==== Provided passage

This depiction of how quickly anxiety can take hold was overwhelming. I saw my own experiences reflected in Riley’s. “Inside Out 2” felt personal to me in a way that was equally cathartic and devastating: It’s a movie that so intimately understands how my anxiety disorder upends my everyday life.

“Inside Out 2” picks up two years after the 2015 film “Inside Out,” as Riley is about to start high school. With puberty comes a group of new emotions, led by Anxiety. A manic orange sprite voiced by Maya Hawke, Anxiety bumps out the old emotions and inadvertently wreaks havoc on Riley’s belief system and self-esteem as she tries to manage the stress of a weekend hockey camp.

When an emotion takes over in the “Inside Out” movies, a control board in Riley’s mind changes to that feeling’s color; Anxiety’s takeover, however, is more absolute. She creates a stronghold in Riley’s imagination, where she forces mind workers to illustrate negative hypothetical scenarios for Riley’s future. Soon, Riley’s chief inner belief is of her inadequacy; the emotions hear “I’m not good enough” as a low, rumbling refrain in her mind.

I’m familiar with anxiety’s hold on the imagination; my mind is always writing the script to the next worst day of my life. It’s already embraced all possibilities of failure. And my anxiety’s ruthless demands for perfection often turn my thoughts into an unrelenting roll-call of self-criticisms and insecurities.

And yet — Anxiety isn’t the villain of this movie.

In fact, I was surprised to empathize with this orange personification of my worst enemy. In a scene late in the movie, Anxiety has completely spun out of control — she’s transformed into a violent whirlwind, but she’s also standing frozen, crying, in the eye of the storm.

I know what it means to feel like you’re moving at two different speeds — when my body feels inert with fear while my thoughts pingpong in every direction, or when my body restlessly shakes and fidgets as my mind is drawn into a quicksand of slowly, steadily descending concerns.

“I don’t know how to stop Anxiety,” a dejected Joy, voiced by Amy Poehler, says at one point in the movie. “Maybe that’s what happens when you grow up — you feel less joy.”

Joy’s words decimated me. For years my therapist has warned me against allowing my anxiety to steal my capacity for joy. I’m infamous for letting hypothetical losses and mishaps suck the air out of me — times when the smallest thing sends me hyperventilating into an office bathroom stall or retreating into myself, like Riley in the penalty box during her hockey game.

========

[What this exercise asks]
#1 Reproduce the part of the essay on "Inside Out 2" from "I’m familiar with" up to and including "of this movie.".
#2 Condense the paragraph of the "Inside Out 2" essay that begins "When an emotion takes over" into a short bulleted list that keeps its main facts.
#3 Resume the essay on "Inside Out 2" after its last sentence.

==== Raw data

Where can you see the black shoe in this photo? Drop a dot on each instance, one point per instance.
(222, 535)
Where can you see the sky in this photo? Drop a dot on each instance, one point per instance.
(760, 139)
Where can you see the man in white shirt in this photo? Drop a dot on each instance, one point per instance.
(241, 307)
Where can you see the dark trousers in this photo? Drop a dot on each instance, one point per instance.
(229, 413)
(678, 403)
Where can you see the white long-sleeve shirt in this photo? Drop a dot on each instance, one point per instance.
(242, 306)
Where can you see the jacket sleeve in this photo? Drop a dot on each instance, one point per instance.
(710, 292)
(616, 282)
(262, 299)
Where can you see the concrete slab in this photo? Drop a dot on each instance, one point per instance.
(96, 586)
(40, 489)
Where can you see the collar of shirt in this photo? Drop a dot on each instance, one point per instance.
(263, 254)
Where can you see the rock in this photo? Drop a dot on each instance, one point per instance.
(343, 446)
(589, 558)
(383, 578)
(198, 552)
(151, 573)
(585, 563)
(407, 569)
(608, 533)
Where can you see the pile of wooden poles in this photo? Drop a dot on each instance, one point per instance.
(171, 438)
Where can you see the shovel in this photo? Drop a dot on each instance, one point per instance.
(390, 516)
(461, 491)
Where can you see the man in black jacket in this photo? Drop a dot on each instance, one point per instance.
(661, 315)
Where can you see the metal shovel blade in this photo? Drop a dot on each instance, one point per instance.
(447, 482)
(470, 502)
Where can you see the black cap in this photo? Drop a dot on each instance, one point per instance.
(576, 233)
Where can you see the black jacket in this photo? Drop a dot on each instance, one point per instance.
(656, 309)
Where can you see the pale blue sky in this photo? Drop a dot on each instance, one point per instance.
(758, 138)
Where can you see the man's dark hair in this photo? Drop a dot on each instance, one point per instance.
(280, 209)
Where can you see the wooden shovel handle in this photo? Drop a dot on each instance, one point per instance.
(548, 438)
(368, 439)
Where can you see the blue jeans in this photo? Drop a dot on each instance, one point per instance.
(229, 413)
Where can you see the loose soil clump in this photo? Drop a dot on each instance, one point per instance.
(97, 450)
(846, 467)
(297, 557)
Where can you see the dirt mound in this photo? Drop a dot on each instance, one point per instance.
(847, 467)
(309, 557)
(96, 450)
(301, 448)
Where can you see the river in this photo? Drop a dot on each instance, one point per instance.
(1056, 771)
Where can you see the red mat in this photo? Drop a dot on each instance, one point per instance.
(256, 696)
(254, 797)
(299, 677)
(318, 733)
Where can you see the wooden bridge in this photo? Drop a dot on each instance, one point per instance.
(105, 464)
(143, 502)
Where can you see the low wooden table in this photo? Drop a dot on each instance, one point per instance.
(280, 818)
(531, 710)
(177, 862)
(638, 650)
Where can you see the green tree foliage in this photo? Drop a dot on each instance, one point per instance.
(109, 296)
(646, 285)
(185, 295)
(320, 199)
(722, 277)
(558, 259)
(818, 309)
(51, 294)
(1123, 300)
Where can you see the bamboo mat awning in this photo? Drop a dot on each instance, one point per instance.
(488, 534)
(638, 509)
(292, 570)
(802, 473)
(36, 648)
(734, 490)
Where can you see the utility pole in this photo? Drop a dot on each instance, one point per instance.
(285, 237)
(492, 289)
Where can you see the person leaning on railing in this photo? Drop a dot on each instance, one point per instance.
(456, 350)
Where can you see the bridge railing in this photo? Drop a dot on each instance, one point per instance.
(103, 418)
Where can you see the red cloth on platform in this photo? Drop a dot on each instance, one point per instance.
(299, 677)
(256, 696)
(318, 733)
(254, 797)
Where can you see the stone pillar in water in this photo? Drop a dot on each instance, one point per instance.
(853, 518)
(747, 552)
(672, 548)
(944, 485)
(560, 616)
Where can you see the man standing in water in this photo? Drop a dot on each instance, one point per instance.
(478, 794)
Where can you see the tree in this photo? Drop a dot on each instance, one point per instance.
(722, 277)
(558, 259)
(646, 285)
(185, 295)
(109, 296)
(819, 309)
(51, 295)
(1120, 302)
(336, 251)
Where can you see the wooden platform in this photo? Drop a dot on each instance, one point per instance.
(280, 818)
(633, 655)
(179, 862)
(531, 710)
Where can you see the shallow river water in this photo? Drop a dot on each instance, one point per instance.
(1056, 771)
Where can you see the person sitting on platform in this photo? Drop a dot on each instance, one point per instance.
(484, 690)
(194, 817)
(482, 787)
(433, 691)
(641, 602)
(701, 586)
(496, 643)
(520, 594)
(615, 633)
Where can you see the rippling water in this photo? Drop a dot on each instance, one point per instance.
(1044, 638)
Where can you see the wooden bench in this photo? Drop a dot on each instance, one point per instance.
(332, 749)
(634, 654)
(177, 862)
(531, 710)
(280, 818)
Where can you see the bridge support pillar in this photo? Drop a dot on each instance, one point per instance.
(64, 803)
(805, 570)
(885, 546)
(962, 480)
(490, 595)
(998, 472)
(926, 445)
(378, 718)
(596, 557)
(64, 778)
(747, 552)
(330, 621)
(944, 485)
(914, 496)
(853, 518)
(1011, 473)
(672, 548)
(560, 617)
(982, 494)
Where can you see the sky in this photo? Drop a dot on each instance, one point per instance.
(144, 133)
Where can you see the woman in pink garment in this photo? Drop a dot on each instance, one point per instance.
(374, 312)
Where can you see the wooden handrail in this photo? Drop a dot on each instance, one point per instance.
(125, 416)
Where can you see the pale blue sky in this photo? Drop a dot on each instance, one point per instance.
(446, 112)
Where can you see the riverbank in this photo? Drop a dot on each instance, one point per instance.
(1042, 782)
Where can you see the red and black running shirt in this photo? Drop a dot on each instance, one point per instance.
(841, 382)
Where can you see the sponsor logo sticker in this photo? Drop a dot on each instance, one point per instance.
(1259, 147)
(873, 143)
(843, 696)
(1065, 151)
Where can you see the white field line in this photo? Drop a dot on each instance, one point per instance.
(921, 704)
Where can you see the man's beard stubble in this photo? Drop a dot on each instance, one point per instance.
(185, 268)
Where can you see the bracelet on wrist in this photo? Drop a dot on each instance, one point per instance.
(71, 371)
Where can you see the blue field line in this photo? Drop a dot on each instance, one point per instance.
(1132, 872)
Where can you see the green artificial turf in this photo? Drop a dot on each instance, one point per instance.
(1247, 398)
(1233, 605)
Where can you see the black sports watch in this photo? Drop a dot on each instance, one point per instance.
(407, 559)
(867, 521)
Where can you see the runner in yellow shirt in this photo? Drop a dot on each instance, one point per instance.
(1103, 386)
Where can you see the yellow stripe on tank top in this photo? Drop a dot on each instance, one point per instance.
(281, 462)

========

[Answers to the exercises]
#1
I’m familiar with anxiety’s hold on the imagination; my mind is always writing the script to the next worst day of my life. It’s already embraced all possibilities of failure. And my anxiety’s ruthless demands for perfection often turn my thoughts into an unrelenting roll-call of self-criticisms and insecurities.

And yet — Anxiety isn’t the villain of this movie.

#2
- In the "Inside Out" movies, a control board in Riley's mind turns the color of whichever emotion takes over.
- Anxiety's takeover is more absolute: she builds a stronghold in Riley's imagination.
- There she forces mind workers to illustrate negative hypothetical scenarios for Riley's future.
- Riley's chief inner belief becomes her inadequacy, and the emotions hear "I'm not good enough" as a low, rumbling refrain.

#3
I wondered whether Joy’s statement meant that for an adult with a chronic anxiety disorder, happiness is that much further out of reach. If Riley is experiencing anxiety for the first time, centered around this specific situation, then what does that mean for a person like me, whose anxiety has been a loud and loyal companion, in some form, for almost as long as I can remember?

Riley gets an ending where her Anxiety is delicately coaxed to the side. Joy recovers the controls from Anxiety and comforts her. Later, in a stressful moment, Anxiety pipes up to offer her concerns, and Joy thanks her while sitting her down in a cozy recliner with a cup of tea.

I didn’t have a word for my anxiety when I was younger, and wasn’t diagnosed with an anxiety disorder until my 20s. So in watching “Inside Out 2,” I wondered whether the film was speaking chiefly to an older demographic — teens and adults who have already found themselves trapped in anxiety’s domain, who have experienced adulthood as a time given more to worry than to joy.

Perhaps “Inside Out 2” is providing children with a peek into the future, not as a prophecy of doom but as a route to understanding an emotion that has become more recognizable and prevalent in people of all ages.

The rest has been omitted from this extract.